• **What you should do**: Reproduce the text on setting up a WordPress site word for word, in full.

There are several recommended exercises to do:
If you want to set up webpages very quickly, a CMS is the best option. From the many available, in Comunes we usually prefer Wordpress, one of the most used, with thousands of plugins available, and easier to use than the rest (still: some effort for non-geeks, no effort for geeks).
Ideally, you can set up a useful webpage for a collective or organisation around you that needs it. Otherwise, we can propose you a project to build a wordpress for. In any case, the collective/project should register it in ourproject.org.
Once you have a ourproject.org username, we can give you admin privileges in the project and you would be able to connect to the ourproject machine (through SSH, instructions in the appropriate section of this wiki) and install a wordpress there. When installed, everything is controllable from the dashboard (in your browser), and from there you can configure it, choose a theme, some plugins, etc.
In order to install a wordpress, you need:
- Once you have submitted your project and it has been created, you can think of installing a CMS.

• **Records provided**:

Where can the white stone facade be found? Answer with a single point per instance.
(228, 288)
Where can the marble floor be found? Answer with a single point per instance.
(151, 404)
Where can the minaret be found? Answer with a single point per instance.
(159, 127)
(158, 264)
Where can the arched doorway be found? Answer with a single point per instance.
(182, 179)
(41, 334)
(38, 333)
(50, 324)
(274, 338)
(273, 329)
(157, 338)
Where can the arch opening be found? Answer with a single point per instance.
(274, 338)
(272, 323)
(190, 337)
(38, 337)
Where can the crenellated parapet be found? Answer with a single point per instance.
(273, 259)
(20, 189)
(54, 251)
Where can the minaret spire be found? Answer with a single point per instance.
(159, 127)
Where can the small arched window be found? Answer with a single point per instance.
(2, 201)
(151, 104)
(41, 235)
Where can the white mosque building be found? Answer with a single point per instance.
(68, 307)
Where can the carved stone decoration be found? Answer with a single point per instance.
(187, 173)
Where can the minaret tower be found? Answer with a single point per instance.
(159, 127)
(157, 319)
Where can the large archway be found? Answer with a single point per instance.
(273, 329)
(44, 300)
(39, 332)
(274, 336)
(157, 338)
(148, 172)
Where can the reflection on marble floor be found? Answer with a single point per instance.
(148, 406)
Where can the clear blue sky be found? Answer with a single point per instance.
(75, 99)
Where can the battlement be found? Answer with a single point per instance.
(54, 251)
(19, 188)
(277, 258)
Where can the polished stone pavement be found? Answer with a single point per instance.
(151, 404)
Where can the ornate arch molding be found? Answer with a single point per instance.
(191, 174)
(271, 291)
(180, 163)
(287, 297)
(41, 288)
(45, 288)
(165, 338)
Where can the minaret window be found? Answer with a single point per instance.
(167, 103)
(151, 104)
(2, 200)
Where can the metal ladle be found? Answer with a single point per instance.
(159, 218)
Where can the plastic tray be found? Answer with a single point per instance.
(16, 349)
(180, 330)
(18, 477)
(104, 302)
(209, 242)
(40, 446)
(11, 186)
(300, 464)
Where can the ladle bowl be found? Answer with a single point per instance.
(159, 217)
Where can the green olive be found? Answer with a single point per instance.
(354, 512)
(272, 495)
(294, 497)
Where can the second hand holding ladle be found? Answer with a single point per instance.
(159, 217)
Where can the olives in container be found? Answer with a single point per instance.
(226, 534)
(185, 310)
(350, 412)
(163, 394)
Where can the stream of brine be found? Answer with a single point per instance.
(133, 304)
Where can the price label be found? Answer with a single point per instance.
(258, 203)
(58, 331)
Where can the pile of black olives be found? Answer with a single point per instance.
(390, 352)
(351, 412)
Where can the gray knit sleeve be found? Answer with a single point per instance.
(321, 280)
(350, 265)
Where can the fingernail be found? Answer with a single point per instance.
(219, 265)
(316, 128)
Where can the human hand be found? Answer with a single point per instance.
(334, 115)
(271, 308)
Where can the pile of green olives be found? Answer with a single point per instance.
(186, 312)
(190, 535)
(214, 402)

• **Exercise answer**:
There are several recommended exercises to do:
If you want to set up webpages very quickly, a CMS is the best option. From the many available, in Comunes we usually prefer Wordpress, one of the most used, with thousands of plugins available, and easier to use than the rest (still: some effort for non-geeks, no effort for geeks).
Ideally, you can set up a useful webpage for a collective or organisation around you that needs it. Otherwise, we can propose you a project to build a wordpress for. In any case, the collective/project should register it in ourproject.org.
Once you have a ourproject.org username, we can give you admin privileges in the project and you would be able to connect to the ourproject machine (through SSH, instructions in the appropriate section of this wiki) and install a wordpress there. When installed, everything is controllable from the dashboard (in your browser), and from there you can configure it, choose a theme, some plugins, etc.
In order to install a wordpress, you need:
- Once you have submitted your project and it has been created, you can think of installing a CMS.